> QUOTED PASSAGE:

########

RFC-0034: Perfetto UI: Context injection into the assistant #6242

@stevegolton · 2026-06-15T14:35:07Z

github-actions[bot]
Bot Jun 15, 2026

📄 RFC Doc: 0034-context-injection.md

Perfetto UI: Context injection into the assistant

Status: Draft

Introduction

This doc specifies context injection - how the assistant feeds the model
what the user is currently looking at, the mechanism behind click-to-context.
It covers the per-turn <ui_context> payload, the context-provider registration
API, the context strip UI, ideas for making arbitrary (Mithril) surfaces
context-aware, and the text-first / images policy.

The mechanism here is ambient context: it is derived automatically from what
the user is currently looking at (selection, page, viewport) and pulled fresh
each turn, with no deliberate action required. This is distinct from
user-controlled (pinned) context - things the user explicitly parks in
context so they persist - which is sketched as a future extension at the end of
this doc. Unless stated otherwise, "context" below means ambient context.

This is one of the docs split out from
RFC-0029, the top-level coordination doc for the AI
assistant work. The assistant UX, agent loop, and system-prompt assembly live in
RFC-0032; the provider-agnostic plumbing in
RFC-0033; the tool and skill surface in
RFC-0035. The wider motivation is in
RFC-0025.

########

> USING THE INFORMATION:
**A)** Rewrite the RFC passage, everything from "Introduction" down to "means ambient context.", with "ambient context" changed to "passive context".
**B)** List every RFC, other than RFC-0034 itself, that the RFC names by number.
The records that follow have no connection to the RFC.

########

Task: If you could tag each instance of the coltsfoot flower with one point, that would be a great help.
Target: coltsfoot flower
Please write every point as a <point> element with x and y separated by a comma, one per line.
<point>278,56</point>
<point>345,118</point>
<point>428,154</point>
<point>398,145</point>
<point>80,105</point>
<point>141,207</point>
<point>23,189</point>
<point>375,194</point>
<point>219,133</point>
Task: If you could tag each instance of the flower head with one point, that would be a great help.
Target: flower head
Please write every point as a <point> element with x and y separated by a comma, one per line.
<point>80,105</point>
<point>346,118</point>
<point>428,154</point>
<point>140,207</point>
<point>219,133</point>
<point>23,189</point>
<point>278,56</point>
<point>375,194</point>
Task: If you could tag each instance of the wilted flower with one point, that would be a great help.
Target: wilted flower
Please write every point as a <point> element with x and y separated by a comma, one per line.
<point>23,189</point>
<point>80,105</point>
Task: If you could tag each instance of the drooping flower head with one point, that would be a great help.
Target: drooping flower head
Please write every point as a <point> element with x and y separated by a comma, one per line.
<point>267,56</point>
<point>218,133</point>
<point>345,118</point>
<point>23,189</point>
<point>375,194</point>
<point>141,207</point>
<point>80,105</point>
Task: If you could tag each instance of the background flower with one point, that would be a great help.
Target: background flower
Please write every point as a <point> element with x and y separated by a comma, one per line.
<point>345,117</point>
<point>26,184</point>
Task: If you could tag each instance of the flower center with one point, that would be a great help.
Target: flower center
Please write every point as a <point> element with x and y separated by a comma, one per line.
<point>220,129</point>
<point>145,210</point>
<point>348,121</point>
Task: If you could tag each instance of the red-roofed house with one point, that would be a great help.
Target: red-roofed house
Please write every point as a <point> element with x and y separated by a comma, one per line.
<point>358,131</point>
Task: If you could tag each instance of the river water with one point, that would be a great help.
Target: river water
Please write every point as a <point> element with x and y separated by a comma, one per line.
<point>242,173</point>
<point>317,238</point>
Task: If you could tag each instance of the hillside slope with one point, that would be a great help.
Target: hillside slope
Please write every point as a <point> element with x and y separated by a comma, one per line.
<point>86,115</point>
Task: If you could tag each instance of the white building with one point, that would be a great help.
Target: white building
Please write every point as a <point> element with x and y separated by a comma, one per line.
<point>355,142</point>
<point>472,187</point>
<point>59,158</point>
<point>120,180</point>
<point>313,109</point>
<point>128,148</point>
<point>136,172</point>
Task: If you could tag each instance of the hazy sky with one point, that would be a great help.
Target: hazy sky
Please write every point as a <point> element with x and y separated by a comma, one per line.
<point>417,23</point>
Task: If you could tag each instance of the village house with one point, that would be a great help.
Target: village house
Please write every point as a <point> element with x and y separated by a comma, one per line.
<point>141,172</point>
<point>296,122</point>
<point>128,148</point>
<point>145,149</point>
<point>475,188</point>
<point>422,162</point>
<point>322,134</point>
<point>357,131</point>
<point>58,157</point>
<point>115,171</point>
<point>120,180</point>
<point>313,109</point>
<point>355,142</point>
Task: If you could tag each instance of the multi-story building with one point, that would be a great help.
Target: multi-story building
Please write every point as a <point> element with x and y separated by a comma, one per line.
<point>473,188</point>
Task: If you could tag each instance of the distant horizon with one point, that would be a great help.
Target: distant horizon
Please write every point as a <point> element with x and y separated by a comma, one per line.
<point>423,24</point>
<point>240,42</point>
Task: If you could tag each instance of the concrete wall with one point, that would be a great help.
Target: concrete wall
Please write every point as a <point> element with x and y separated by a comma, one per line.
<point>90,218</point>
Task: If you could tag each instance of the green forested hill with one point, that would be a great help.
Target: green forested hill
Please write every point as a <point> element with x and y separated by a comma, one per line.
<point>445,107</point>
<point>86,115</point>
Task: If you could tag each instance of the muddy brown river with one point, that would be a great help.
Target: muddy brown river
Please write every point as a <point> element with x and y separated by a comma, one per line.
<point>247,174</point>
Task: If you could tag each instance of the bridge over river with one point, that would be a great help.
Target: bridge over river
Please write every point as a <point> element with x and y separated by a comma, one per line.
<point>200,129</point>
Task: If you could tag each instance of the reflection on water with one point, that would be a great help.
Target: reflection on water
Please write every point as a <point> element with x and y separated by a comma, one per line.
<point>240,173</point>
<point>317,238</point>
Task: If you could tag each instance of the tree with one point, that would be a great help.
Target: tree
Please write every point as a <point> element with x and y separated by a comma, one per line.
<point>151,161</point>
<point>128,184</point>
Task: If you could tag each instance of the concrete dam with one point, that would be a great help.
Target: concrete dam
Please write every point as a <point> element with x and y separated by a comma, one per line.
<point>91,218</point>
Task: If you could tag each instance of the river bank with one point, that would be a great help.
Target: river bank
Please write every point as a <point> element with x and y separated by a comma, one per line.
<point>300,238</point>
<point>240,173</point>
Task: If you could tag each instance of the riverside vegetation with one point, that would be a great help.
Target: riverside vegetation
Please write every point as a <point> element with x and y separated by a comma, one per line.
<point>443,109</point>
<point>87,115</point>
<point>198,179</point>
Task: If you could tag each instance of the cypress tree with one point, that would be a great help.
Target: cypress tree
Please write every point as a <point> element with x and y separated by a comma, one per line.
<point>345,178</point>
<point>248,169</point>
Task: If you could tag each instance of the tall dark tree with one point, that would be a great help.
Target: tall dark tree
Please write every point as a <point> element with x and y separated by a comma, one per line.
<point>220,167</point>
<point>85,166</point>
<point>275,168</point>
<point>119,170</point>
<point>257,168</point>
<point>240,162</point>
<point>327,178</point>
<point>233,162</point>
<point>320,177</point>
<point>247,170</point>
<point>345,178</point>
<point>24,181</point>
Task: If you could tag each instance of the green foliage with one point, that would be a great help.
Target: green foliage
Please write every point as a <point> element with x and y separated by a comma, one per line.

########

> RESPONSES PER TASK:
**A)**
Introduction

This doc specifies context injection - how the assistant feeds the model
what the user is currently looking at, the mechanism behind click-to-context.
It covers the per-turn <ui_context> payload, the context-provider registration
API, the context strip UI, ideas for making arbitrary (Mithril) surfaces
context-aware, and the text-first / images policy.

The mechanism here is passive context: it is derived automatically from what
the user is currently looking at (selection, page, viewport) and pulled fresh
each turn, with no deliberate action required. This is distinct from
user-controlled (pinned) context - things the user explicitly parks in
context so they persist - which is sketched as a future extension at the end of
this doc. Unless stated otherwise, "context" below means passive context.

**B)** RFC-0029, RFC-0032, RFC-0033, RFC-0035, RFC-0025